**Task item**. Here the job is to transcribe the data exactly while omitting the images.

+++ Records +++

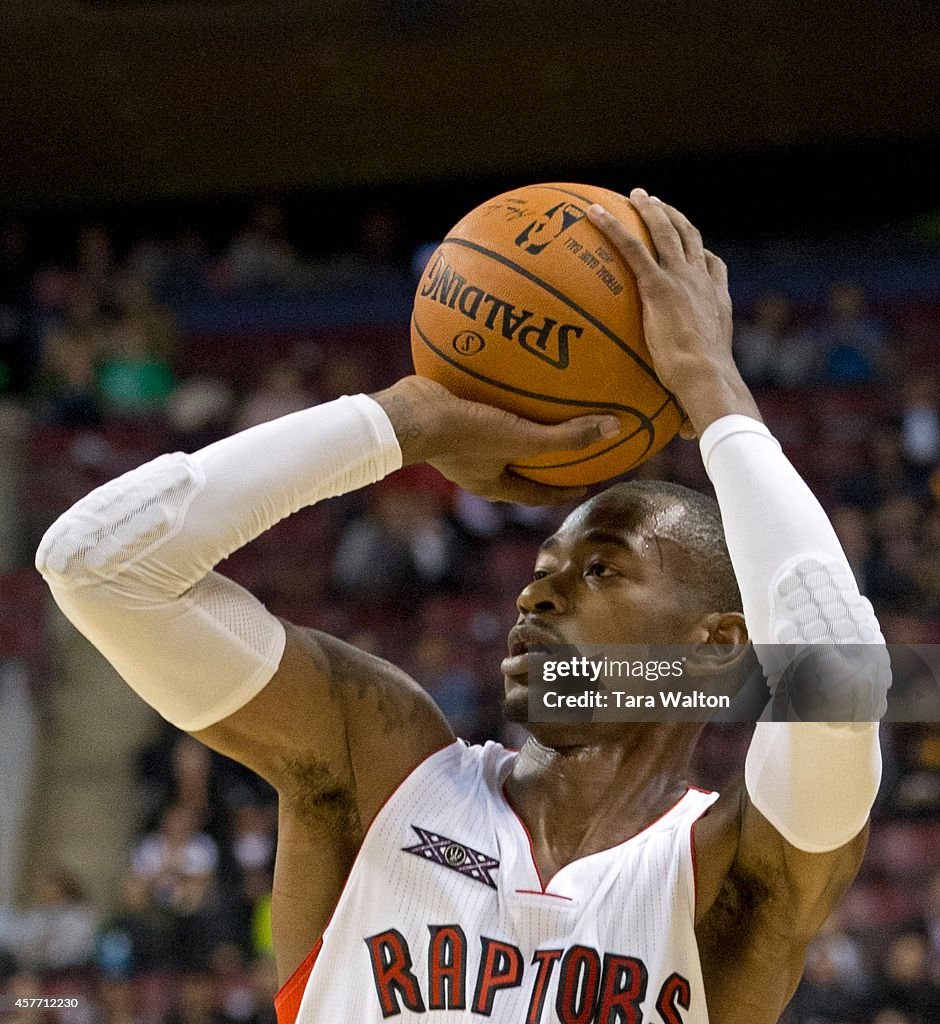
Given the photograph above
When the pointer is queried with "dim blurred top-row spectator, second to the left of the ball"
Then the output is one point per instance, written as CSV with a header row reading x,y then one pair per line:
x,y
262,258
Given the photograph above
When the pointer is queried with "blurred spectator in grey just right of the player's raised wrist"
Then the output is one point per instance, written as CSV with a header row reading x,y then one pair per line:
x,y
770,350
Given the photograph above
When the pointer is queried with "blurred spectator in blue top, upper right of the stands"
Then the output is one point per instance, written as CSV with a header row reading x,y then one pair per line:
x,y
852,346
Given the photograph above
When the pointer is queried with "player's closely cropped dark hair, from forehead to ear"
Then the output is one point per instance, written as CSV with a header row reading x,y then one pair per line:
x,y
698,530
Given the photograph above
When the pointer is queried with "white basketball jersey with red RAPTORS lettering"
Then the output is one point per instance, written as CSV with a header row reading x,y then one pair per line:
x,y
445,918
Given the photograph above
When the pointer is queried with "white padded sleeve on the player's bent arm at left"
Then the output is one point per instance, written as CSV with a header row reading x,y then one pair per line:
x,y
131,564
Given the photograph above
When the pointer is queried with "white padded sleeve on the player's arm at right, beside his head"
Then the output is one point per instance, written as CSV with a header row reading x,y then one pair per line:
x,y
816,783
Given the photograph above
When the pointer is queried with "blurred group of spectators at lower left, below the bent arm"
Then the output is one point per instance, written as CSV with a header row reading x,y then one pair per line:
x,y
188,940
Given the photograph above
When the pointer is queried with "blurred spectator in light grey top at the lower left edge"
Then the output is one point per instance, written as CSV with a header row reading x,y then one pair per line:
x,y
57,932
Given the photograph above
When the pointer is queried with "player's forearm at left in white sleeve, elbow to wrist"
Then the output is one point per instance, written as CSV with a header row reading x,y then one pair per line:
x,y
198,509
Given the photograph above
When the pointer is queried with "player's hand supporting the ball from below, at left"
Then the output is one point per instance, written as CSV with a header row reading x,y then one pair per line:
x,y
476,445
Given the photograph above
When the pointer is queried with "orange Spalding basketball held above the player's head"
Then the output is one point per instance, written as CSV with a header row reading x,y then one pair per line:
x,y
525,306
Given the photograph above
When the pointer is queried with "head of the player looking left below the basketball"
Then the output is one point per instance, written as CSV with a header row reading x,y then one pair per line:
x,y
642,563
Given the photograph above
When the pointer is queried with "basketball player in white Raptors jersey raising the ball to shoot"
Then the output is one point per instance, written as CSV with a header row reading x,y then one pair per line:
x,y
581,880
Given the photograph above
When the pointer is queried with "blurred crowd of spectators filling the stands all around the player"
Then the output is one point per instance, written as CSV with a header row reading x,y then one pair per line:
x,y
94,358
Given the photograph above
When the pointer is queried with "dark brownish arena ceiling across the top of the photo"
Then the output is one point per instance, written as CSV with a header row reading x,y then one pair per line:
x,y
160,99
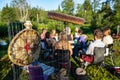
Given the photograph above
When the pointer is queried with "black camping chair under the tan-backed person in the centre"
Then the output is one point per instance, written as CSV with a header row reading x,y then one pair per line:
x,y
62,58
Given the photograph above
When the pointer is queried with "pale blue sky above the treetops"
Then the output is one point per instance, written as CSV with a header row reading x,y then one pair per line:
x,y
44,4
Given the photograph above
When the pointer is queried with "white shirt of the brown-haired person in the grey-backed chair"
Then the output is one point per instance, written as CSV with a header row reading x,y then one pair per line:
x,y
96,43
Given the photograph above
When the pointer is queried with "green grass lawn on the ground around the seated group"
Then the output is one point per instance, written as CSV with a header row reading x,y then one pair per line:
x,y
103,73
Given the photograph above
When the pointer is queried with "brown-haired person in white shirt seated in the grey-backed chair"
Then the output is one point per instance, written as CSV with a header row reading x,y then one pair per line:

+++

**Solution**.
Given the photograph above
When the pointer is queried with "dim blurred top-row spectator, second to the left of the ball"
Then the output is one point per instance, written as CSV with a header row reading x,y then one pair per line:
x,y
262,258
Given the photograph above
When the pointer is queried with "blurred spectator in grey just right of the player's raised wrist"
Then the output is one point per instance, written as CSV with a header row reading x,y then one pair per line:
x,y
770,350
Given the photograph above
When the pointer is queried with "blurred spectator in blue top, upper right of the stands"
Then the output is one point per instance, written as CSV with a header row reading x,y then one pair per line:
x,y
852,346
Given the photograph above
When the pointer is queried with "player's closely cropped dark hair, from forehead to ear"
Then the output is one point per instance, written as CSV with a header row reading x,y then one pair per line:
x,y
698,530
Given the photograph above
When the pointer is queried with "white basketball jersey with red RAPTORS lettering"
Then the output is one point per instance, written as CSV with a header row reading x,y then one pair per line:
x,y
445,918
Given the photograph above
When the pointer is queried with "white padded sleeve on the player's bent arm at left"
Then the output is one point per instance, written as CSV with a header row reading x,y then one pair per line:
x,y
131,564
Given the photograph above
When the pointer is queried with "white padded sleeve on the player's arm at right, beside his head"
Then the output is one point per instance, written as CSV with a header row reading x,y then one pair per line:
x,y
816,783
Given the photograph above
When the pointer is queried with "blurred group of spectators at lower left, below the bent arm"
Then the output is one point per instance, written as CSV with a header row reading x,y then one pair per line:
x,y
188,940
Given the photograph above
When the pointer is queried with "blurred spectator in light grey top at the lower left edge"
Then the output is one point per instance, written as CSV with a header row reading x,y then one pair per line:
x,y
57,932
Given the photograph above
When the pointer is queried with "player's forearm at left in white sleeve, elbow to wrist"
Then the output is one point per instance, written as CSV with a header row reading x,y then one pair per line:
x,y
198,509
Given the photograph above
When the pointer is queried with "player's hand supporting the ball from below, at left"
Then the output is one point per instance, written as CSV with a header row reading x,y then one pair per line:
x,y
476,445
Given the photograph above
When the pointer is queried with "orange Spalding basketball held above the player's head"
Then the output is one point per instance, written as CSV with a header row reading x,y then one pair per line:
x,y
525,306
Given the photograph above
When the pointer is queried with "head of the player looking left below the basketball"
Then the output is one point per instance, written as CSV with a header row reading x,y then one pair per line:
x,y
642,563
Given the photograph above
When the pointer is queried with "basketball player in white Raptors jersey raising the ball to shoot"
Then the output is one point per instance, written as CSV with a header row reading x,y then one pair per line:
x,y
581,880
Given the photograph above
When the pointer is queried with "blurred crowd of spectators filling the stands all around the player"
Then the output is one point per instance, written as CSV with a header row reading x,y then one pair per line:
x,y
94,358
Given the photograph above
When the pointer is queried with "dark brownish arena ceiling across the top of the photo"
Then the output is one point per instance, written as CSV with a header row reading x,y then one pair per line:
x,y
160,99
Given the photograph above
When the pointer is queried with "black camping chair under the tan-backed person in the centre"
Then the output is one point per instance, written as CSV with a header row reading x,y then one pair per line:
x,y
62,58
Given the photograph above
When the pointer is queried with "pale blue sky above the treetops"
Then the output is one point per instance, written as CSV with a header row reading x,y then one pair per line:
x,y
44,4
Given the photograph above
When the pointer is queried with "white shirt of the brown-haired person in the grey-backed chair"
Then the output is one point per instance, written as CSV with a header row reading x,y then one pair per line:
x,y
96,43
Given the photograph above
When the pointer is queried with "green grass lawn on the ground around the seated group"
Then the output is one point per instance, written as CSV with a header row reading x,y then one pair per line:
x,y
103,73
Given the photograph above
When the pointer is queried with "brown-haired person in white shirt seated in the grey-backed chair"
Then the output is one point per instance, written as CSV with a header row reading x,y then one pair per line:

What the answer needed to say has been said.